Data supplied>
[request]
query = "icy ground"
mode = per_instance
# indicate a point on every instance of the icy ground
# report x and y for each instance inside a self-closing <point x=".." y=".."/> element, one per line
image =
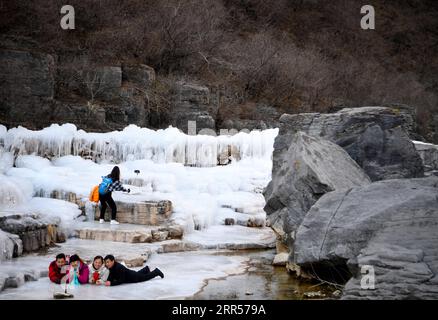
<point x="185" y="274"/>
<point x="34" y="165"/>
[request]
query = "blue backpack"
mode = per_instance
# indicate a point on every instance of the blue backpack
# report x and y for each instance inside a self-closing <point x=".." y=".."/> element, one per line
<point x="103" y="187"/>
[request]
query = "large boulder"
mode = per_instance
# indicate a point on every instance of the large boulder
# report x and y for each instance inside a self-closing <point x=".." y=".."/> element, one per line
<point x="309" y="168"/>
<point x="389" y="225"/>
<point x="429" y="154"/>
<point x="33" y="232"/>
<point x="374" y="137"/>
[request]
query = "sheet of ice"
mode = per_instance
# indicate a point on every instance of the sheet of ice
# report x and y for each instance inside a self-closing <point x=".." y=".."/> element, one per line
<point x="6" y="161"/>
<point x="185" y="274"/>
<point x="197" y="194"/>
<point x="133" y="143"/>
<point x="220" y="236"/>
<point x="14" y="191"/>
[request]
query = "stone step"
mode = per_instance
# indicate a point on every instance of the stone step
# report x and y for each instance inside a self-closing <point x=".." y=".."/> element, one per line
<point x="130" y="208"/>
<point x="127" y="232"/>
<point x="150" y="213"/>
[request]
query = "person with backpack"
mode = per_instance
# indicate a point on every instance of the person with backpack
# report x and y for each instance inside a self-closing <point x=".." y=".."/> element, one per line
<point x="109" y="184"/>
<point x="78" y="273"/>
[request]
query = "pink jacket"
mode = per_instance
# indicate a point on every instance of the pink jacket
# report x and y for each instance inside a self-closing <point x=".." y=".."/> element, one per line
<point x="83" y="273"/>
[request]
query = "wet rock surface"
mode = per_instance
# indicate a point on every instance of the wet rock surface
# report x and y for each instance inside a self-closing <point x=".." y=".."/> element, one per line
<point x="390" y="225"/>
<point x="307" y="169"/>
<point x="33" y="232"/>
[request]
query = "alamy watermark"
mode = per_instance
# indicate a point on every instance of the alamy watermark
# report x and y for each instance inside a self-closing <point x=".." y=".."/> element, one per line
<point x="368" y="279"/>
<point x="367" y="22"/>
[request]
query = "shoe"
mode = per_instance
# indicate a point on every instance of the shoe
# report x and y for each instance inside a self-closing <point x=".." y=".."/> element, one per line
<point x="160" y="273"/>
<point x="145" y="270"/>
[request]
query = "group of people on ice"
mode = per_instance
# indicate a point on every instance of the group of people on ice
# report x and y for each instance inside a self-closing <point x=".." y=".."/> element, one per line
<point x="102" y="271"/>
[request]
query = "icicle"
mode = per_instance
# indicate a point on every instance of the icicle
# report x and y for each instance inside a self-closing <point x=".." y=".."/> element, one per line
<point x="134" y="143"/>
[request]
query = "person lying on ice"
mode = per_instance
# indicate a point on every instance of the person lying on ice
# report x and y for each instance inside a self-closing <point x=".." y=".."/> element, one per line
<point x="57" y="268"/>
<point x="78" y="271"/>
<point x="119" y="274"/>
<point x="98" y="272"/>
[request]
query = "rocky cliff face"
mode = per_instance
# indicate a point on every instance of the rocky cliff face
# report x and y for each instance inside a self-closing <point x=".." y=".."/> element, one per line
<point x="374" y="137"/>
<point x="39" y="89"/>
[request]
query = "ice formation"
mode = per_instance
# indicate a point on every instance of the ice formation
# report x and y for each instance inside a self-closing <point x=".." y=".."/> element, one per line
<point x="134" y="143"/>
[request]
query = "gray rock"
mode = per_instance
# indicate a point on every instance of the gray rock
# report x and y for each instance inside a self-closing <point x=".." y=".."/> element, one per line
<point x="140" y="74"/>
<point x="111" y="82"/>
<point x="307" y="169"/>
<point x="26" y="74"/>
<point x="191" y="102"/>
<point x="373" y="136"/>
<point x="429" y="155"/>
<point x="390" y="225"/>
<point x="33" y="232"/>
<point x="11" y="246"/>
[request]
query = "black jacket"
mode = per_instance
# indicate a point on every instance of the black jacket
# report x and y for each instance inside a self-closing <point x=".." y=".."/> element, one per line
<point x="119" y="274"/>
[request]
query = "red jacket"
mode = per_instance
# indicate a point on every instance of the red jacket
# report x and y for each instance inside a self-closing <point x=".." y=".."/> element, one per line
<point x="55" y="273"/>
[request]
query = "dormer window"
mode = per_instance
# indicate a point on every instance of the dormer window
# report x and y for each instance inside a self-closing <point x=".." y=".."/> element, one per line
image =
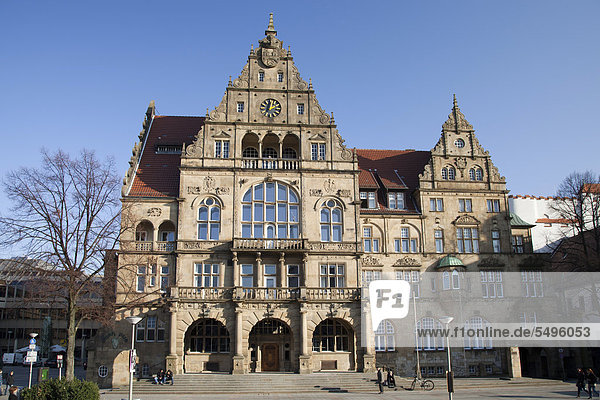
<point x="396" y="200"/>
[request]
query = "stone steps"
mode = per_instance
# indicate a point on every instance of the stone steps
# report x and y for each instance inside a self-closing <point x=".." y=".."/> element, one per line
<point x="260" y="383"/>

Set task> Write out each entry exactly as given, omitting any picture.

Answer to this problem>
[request]
query = "icy ground"
mode = per_instance
# indicate a point on every instance of the icy ground
# report x and y for each instance inside a self-closing <point x=".." y=".."/> element, one per line
image =
<point x="185" y="274"/>
<point x="34" y="165"/>
[request]
query = "blue backpack"
mode = per_instance
# indicate a point on every instance of the blue backpack
# report x and y for each instance inside a self-closing <point x=".." y=".."/> element, one per line
<point x="103" y="187"/>
[request]
query = "large boulder"
mode = per_instance
# indicate a point on every instance of the large boulder
# report x and y for each instance inside a self-closing <point x=".." y=".."/> element, one per line
<point x="309" y="168"/>
<point x="389" y="225"/>
<point x="429" y="154"/>
<point x="33" y="232"/>
<point x="374" y="137"/>
[request]
query = "sheet of ice"
mode = per_instance
# indicate a point on every instance of the sheet of ice
# report x and y for each instance inside a self-closing <point x=".." y=".."/> element, one per line
<point x="6" y="161"/>
<point x="185" y="274"/>
<point x="197" y="194"/>
<point x="133" y="143"/>
<point x="220" y="236"/>
<point x="14" y="191"/>
[request]
query = "stone step"
mode = per_instance
# indicate a point on every instance of the stone step
# report x and y for each instance inside a self-closing <point x=".." y=".."/> element, one per line
<point x="130" y="208"/>
<point x="127" y="232"/>
<point x="150" y="213"/>
[request]
query = "person with backpack"
mode = per_instance
# indicate a point on every instance of the person with backpack
# report x and y for each instance inside a self-closing <point x=".." y=".."/> element, one per line
<point x="109" y="184"/>
<point x="78" y="273"/>
[request]
query = "pink jacket"
mode = per_instance
# indicate a point on every instance of the pink jacket
# report x and y for each instance inside a self-closing <point x=".." y=".."/> element, one per line
<point x="83" y="273"/>
[request]
query = "wet rock surface"
mode = per_instance
# indicate a point on every instance of the wet rock surface
# report x and y for each instance inside a self-closing <point x=".." y=".."/> element, one per line
<point x="390" y="225"/>
<point x="307" y="169"/>
<point x="33" y="232"/>
[request]
query = "alamy watermark"
mode = per_instance
# indicate a point on every instance of the alamy watermark
# report x and y for each instance inside a self-closing <point x=".." y=".."/> element, one per line
<point x="368" y="279"/>
<point x="367" y="22"/>
[request]
query = "shoe"
mode = per_instance
# indicate a point on every instance of the shoe
# report x and y for each instance inside a self-closing <point x=".." y=".."/> element, one per line
<point x="160" y="273"/>
<point x="145" y="270"/>
[request]
query = "group of people on ice"
mode = per_instance
# indicate a point on every instance of the group of people on ice
# report x and y for each instance inside a self-closing <point x=".." y=".."/> element, one per line
<point x="102" y="271"/>
[request]
query = "icicle"
mode = per_instance
# indicate a point on every instance of the icicle
# report x and y for each instance inside a self-closing <point x=".." y=".."/> element, one per line
<point x="134" y="143"/>
[request]
query = "person lying on ice"
mode = per_instance
# indicate a point on every instance of the person lying on ice
# report x and y for each instance inside a self-closing <point x=".." y=".."/> element, one per line
<point x="57" y="268"/>
<point x="78" y="271"/>
<point x="119" y="274"/>
<point x="98" y="272"/>
[request]
query = "rocky cliff face"
mode = per_instance
# indicate a point on every instance of the rocky cliff face
# report x and y for each instance inside a self-closing <point x=".." y=".."/> element, one per line
<point x="374" y="137"/>
<point x="39" y="89"/>
[request]
query = "ice formation"
mode = per_instance
# indicate a point on every instance of the ice formation
# report x and y for each instance inside a self-closing <point x=".." y=".."/> element, one per line
<point x="134" y="143"/>
[request]
query = "gray rock"
mode = per_instance
# indicate a point on every instance of the gray rock
# report x and y for each instance inside a self-closing <point x=".." y=".."/> element, one per line
<point x="140" y="74"/>
<point x="111" y="82"/>
<point x="307" y="169"/>
<point x="26" y="74"/>
<point x="191" y="102"/>
<point x="373" y="136"/>
<point x="429" y="155"/>
<point x="390" y="225"/>
<point x="33" y="232"/>
<point x="11" y="246"/>
[request]
query = "black jacket"
mode = per_instance
# indicate a point on every instance of the black jacket
# report x and y for each instance inside a self-closing <point x=".." y=".."/> element, one per line
<point x="119" y="274"/>
[request]
query = "red jacket"
mode = per_instance
# indicate a point on every instance of the red jacket
# report x and y for each instance inside a self-closing <point x=".." y=".."/> element, one per line
<point x="55" y="273"/>
[request]
query = "dormer window"
mode = per_instance
# indicate a point on every instance of the dormer window
# report x and y for each instance inside a self-closing <point x=".." y=".."/> element, one per line
image =
<point x="396" y="200"/>
[request]
query = "stone steps"
mode = per_instance
# indicate a point on every instance of the stone steps
# report x and y for each instance inside a self-closing <point x=".." y=".."/> element, one per line
<point x="260" y="383"/>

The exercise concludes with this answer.